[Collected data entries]
═══

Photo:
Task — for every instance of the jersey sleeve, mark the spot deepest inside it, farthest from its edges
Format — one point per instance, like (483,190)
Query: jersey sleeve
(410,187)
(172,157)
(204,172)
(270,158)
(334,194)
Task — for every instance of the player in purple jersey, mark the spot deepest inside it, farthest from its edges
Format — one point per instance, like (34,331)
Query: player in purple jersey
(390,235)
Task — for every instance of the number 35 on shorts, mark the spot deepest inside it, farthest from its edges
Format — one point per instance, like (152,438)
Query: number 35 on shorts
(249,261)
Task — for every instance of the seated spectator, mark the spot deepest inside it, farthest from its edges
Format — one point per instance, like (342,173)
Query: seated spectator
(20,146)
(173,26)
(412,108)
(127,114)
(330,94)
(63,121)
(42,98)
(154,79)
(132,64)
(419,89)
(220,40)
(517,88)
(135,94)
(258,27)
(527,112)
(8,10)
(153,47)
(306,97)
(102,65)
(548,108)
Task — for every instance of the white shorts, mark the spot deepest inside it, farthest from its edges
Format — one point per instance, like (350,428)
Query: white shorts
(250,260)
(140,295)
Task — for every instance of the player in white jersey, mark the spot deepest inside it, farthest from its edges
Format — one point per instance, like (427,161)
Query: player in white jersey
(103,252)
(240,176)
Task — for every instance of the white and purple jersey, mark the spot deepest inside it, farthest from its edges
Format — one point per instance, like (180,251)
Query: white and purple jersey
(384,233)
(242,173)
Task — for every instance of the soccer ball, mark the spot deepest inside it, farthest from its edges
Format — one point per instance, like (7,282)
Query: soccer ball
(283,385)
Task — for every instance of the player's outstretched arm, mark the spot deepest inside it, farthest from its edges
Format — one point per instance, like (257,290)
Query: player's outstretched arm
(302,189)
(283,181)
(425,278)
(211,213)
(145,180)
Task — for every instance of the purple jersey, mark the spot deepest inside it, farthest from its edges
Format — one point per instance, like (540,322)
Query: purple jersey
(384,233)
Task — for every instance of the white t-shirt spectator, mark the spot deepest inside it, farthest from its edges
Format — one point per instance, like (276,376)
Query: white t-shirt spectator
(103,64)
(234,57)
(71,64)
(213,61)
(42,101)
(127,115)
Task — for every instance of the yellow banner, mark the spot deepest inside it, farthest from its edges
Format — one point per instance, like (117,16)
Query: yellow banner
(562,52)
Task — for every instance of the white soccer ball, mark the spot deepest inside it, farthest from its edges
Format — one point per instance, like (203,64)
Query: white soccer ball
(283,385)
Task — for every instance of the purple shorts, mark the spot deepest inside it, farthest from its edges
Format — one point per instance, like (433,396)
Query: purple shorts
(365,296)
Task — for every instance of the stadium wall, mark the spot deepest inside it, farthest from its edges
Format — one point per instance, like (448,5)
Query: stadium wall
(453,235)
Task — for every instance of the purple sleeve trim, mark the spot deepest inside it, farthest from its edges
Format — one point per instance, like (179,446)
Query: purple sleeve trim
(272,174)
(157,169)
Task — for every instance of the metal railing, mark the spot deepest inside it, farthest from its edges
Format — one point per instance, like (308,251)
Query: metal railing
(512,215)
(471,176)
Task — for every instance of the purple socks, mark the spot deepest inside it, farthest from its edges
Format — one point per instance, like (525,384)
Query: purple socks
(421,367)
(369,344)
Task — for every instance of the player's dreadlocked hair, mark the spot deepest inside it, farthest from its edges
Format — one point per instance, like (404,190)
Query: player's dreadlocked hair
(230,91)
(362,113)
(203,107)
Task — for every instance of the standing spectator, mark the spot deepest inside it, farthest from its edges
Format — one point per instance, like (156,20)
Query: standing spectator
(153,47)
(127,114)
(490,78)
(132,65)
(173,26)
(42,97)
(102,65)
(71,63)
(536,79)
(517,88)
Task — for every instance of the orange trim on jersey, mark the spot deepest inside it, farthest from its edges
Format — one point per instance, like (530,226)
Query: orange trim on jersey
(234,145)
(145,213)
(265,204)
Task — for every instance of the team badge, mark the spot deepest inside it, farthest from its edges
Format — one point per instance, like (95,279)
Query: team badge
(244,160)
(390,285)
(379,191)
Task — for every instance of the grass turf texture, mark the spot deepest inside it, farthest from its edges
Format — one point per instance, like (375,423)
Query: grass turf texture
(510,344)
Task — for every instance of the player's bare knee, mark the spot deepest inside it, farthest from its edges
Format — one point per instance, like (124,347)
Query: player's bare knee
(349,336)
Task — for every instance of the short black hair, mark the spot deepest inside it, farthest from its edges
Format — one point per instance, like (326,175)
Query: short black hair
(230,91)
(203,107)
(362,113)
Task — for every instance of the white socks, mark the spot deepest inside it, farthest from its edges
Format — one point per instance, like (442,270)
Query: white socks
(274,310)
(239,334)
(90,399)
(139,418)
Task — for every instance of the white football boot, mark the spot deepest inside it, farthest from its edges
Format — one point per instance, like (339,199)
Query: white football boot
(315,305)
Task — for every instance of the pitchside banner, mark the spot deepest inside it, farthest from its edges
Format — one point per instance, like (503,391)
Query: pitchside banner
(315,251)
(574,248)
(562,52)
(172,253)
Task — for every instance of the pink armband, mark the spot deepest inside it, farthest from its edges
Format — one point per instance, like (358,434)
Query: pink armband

═══

Go line by line through the data, copying each one that contains the word "pink".

Exercise answer
Task — for every instance of the pink armband, mark the spot deepest inside it, farthest from its edges
Query: pink armband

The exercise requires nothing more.